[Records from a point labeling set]
*-*-*

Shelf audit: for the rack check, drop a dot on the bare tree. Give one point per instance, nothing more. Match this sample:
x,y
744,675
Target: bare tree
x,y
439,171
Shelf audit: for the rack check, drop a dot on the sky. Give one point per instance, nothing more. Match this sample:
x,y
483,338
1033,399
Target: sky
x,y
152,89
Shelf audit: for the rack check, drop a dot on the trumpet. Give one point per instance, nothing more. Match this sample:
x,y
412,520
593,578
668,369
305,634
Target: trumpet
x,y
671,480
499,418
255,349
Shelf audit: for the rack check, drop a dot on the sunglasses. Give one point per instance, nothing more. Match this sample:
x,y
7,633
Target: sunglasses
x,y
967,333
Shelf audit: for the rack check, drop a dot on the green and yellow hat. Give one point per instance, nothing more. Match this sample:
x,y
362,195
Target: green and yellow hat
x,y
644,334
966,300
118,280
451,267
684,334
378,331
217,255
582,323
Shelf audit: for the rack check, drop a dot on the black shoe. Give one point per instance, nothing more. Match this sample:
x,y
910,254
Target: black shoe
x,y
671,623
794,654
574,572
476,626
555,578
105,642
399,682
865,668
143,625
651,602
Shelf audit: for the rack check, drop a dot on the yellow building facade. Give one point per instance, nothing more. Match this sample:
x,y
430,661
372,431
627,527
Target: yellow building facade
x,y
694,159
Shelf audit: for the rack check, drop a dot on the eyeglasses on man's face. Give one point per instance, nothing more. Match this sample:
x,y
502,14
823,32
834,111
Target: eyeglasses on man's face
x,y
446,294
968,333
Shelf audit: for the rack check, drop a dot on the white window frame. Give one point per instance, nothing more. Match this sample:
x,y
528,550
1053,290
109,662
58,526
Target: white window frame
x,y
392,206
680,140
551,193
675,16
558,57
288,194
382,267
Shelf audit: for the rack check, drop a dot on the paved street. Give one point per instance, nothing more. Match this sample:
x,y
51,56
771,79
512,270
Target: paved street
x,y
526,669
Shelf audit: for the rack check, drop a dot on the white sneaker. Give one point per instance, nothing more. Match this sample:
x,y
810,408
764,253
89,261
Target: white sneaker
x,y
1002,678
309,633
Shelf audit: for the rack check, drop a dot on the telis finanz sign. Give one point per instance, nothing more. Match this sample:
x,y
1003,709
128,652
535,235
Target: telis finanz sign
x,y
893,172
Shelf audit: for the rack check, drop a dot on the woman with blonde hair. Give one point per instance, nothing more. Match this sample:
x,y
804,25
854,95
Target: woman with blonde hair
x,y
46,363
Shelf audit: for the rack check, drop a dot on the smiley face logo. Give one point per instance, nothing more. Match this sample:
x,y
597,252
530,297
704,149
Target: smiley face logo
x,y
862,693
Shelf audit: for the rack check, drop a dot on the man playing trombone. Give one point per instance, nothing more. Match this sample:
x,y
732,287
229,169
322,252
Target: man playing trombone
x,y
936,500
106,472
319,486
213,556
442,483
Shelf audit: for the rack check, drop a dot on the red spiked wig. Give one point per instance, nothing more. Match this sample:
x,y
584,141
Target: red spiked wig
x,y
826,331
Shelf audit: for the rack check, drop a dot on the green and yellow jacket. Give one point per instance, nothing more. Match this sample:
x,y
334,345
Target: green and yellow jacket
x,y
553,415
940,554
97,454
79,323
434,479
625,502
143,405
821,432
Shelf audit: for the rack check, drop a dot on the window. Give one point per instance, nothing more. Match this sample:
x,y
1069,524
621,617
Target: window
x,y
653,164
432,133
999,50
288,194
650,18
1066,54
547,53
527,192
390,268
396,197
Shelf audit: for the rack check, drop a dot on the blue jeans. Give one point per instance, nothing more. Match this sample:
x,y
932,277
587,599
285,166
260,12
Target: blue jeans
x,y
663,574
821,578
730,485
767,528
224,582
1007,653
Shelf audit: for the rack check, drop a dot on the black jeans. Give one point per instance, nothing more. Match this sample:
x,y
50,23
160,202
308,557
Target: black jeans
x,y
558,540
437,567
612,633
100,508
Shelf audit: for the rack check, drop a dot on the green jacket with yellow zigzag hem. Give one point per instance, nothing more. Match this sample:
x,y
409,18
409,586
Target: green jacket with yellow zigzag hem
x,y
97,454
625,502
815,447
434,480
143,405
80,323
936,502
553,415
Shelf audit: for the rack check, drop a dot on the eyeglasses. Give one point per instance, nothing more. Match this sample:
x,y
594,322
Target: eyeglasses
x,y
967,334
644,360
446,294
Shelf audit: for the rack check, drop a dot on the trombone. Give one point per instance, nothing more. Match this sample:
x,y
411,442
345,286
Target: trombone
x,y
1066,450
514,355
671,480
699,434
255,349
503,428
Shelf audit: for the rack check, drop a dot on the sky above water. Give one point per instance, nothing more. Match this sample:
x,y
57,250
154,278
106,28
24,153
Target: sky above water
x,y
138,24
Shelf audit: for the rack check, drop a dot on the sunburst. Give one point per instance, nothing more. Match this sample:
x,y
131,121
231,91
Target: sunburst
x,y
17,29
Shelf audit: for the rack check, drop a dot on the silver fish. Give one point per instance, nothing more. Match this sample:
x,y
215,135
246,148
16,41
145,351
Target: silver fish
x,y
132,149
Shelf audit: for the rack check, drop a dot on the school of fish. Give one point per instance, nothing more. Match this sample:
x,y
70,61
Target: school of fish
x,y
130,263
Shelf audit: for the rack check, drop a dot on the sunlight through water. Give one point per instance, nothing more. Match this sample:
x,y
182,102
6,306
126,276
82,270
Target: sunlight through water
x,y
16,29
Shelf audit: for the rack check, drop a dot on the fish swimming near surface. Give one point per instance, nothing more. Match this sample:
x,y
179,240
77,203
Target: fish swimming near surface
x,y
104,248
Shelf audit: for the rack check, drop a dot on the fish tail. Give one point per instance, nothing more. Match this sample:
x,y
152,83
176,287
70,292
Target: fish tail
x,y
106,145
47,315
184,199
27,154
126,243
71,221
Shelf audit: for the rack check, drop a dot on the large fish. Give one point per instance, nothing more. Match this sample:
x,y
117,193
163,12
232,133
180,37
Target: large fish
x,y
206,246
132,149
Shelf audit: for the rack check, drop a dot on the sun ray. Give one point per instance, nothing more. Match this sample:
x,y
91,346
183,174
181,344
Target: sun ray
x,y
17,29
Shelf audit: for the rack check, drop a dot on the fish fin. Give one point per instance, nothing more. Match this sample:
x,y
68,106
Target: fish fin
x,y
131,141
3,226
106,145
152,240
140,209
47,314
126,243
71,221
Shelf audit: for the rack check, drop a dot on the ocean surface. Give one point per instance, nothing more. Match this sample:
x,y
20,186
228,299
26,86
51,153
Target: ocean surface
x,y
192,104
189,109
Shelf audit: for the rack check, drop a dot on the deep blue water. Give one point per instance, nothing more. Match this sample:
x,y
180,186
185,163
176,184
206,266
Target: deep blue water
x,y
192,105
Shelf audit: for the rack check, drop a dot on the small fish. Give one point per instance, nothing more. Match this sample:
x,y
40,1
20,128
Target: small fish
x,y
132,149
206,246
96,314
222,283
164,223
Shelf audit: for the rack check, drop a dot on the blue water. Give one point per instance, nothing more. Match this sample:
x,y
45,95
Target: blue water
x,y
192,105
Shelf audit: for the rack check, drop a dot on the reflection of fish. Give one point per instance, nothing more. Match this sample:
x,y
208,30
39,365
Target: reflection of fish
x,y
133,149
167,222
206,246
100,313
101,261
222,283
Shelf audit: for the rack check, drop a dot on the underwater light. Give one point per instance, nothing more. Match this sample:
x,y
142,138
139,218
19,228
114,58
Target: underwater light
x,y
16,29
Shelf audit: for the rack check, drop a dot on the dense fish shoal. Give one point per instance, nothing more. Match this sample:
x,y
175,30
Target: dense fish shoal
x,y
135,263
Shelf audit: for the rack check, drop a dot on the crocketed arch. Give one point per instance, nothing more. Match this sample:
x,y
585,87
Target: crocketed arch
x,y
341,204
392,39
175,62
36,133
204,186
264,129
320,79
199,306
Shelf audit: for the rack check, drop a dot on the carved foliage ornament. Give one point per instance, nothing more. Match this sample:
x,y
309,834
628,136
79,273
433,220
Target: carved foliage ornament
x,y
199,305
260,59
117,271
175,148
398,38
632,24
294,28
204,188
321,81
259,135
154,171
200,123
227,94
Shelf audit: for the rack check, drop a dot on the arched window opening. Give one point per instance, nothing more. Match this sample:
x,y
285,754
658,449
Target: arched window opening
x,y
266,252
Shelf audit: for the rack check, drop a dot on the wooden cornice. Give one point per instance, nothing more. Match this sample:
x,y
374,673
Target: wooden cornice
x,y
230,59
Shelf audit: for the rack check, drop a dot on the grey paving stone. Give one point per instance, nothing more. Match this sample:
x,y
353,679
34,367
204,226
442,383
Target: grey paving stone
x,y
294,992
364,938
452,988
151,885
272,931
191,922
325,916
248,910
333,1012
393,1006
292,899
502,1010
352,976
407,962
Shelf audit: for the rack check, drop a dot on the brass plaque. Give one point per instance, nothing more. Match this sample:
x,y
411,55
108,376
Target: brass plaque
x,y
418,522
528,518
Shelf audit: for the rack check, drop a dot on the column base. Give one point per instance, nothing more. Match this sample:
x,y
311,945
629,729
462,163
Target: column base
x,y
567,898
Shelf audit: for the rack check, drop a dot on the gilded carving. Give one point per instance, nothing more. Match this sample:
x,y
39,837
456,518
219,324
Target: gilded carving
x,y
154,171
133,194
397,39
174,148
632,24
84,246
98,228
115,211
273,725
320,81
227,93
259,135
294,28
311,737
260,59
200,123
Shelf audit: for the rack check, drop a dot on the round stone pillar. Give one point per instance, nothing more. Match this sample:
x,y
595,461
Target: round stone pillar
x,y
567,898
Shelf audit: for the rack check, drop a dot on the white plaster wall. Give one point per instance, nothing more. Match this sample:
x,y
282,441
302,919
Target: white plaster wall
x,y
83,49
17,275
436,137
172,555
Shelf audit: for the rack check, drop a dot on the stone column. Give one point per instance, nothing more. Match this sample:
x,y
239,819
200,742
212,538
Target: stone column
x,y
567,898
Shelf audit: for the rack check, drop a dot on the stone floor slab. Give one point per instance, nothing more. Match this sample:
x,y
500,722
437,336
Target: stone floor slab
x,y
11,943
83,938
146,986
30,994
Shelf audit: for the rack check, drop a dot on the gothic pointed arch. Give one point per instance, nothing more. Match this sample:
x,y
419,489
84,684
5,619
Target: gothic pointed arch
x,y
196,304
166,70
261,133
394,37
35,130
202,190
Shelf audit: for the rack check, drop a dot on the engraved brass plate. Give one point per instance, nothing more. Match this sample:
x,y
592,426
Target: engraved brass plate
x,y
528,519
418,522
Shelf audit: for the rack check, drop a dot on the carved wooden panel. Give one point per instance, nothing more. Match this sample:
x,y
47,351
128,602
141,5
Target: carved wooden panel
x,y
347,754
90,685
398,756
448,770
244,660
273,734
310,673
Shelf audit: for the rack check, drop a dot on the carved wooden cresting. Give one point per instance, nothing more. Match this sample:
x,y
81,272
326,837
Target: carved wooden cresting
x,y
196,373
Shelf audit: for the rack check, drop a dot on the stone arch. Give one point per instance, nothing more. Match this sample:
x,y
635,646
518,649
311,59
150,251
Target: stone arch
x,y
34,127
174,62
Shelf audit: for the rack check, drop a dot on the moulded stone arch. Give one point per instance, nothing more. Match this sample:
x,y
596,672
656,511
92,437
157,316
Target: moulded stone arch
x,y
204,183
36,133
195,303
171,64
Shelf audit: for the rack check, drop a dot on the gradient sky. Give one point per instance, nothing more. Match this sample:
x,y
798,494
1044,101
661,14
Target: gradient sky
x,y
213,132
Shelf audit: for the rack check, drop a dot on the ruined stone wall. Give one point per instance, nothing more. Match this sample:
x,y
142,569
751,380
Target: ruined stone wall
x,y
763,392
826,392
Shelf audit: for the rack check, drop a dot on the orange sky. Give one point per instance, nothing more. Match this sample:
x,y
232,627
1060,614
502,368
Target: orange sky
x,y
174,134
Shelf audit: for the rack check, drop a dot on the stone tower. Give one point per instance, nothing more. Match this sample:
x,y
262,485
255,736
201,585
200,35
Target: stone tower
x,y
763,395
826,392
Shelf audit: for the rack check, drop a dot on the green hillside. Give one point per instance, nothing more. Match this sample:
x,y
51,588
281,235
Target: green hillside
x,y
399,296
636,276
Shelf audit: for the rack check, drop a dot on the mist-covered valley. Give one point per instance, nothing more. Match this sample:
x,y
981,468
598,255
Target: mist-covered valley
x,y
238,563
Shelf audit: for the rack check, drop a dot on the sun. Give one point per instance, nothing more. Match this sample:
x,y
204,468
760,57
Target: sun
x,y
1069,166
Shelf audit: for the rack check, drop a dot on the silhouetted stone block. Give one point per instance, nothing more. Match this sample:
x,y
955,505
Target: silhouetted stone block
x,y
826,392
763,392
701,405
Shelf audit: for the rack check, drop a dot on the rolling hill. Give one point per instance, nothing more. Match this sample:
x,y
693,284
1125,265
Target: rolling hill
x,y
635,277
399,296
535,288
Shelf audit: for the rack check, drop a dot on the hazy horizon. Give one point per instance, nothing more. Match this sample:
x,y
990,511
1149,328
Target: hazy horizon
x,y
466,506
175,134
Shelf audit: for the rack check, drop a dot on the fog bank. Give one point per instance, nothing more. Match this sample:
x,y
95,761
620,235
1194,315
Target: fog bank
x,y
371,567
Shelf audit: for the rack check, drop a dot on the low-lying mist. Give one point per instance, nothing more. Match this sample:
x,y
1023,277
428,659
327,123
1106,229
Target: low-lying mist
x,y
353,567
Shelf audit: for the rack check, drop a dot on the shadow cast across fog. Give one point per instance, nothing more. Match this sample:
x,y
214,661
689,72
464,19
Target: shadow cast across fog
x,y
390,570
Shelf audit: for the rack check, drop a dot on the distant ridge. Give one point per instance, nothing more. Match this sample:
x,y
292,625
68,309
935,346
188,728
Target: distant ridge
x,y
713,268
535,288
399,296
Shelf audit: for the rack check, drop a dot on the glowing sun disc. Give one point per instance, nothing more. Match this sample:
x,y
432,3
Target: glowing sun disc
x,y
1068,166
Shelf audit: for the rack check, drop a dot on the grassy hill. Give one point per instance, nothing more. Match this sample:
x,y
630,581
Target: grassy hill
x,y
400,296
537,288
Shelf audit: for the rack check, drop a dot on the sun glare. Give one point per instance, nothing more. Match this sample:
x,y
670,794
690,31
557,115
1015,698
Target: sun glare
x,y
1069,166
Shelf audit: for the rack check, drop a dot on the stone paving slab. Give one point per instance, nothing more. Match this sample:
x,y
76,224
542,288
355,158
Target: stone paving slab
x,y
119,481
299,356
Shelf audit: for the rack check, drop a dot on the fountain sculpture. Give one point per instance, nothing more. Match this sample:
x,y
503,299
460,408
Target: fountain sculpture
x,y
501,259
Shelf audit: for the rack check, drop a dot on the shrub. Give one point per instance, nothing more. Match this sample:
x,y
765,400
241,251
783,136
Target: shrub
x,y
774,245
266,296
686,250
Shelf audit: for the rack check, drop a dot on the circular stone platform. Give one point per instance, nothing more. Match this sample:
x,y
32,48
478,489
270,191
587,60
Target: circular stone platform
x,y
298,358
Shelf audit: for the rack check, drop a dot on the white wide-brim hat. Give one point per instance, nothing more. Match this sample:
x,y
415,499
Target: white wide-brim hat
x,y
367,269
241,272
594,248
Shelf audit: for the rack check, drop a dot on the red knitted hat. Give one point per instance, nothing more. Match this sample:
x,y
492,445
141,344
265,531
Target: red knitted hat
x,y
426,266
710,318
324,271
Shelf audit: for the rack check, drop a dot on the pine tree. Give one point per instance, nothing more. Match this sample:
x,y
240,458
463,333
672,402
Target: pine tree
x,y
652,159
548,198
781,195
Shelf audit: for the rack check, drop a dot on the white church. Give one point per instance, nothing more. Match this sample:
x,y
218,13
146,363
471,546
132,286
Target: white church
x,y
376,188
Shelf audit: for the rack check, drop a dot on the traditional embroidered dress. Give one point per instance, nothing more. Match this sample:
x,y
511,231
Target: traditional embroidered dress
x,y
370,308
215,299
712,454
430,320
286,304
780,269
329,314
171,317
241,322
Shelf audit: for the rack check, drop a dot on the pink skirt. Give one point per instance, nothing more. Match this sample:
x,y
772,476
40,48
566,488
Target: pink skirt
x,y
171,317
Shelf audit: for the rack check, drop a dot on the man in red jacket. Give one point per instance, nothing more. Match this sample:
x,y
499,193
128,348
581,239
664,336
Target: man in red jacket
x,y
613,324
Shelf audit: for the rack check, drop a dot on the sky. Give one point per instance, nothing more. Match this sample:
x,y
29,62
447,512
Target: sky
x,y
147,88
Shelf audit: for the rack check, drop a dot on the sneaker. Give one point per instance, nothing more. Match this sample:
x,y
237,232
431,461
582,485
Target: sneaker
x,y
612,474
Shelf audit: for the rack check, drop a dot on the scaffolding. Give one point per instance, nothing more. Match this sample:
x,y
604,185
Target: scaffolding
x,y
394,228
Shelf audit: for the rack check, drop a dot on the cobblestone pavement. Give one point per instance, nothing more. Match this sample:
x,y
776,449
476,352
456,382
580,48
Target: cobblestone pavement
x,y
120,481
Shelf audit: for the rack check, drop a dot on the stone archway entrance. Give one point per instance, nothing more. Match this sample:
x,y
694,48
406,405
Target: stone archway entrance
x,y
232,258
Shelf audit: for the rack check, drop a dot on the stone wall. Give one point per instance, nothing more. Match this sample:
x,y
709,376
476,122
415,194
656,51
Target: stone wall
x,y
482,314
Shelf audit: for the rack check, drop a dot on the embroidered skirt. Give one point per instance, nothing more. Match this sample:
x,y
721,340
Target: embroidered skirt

*-*-*

■ **INSTRUCTIONS TO FOLLOW**: Reproduce nothing but the lines from the line containing "the stone archway" to the last line of the data, each exactly as written.

■ **ANSWER TO THIS TASK**:
Shelf audit: for the rack check, drop a dot on the stone archway entrance. Give one point per instance, nothing more. Match this sample:
x,y
694,48
406,405
Target: stone archway entrance
x,y
232,258
Shelf audit: for the rack check, drop a dot on the stone wall. Give one point per instance, nothing more. Match this sample:
x,y
709,376
476,122
415,194
656,51
Target: stone wall
x,y
482,314
Shelf audit: for the rack check, drop a dot on the embroidered skirt. Give one point per instance, nothing more. Match this sample:
x,y
721,340
Target: embroidered skirt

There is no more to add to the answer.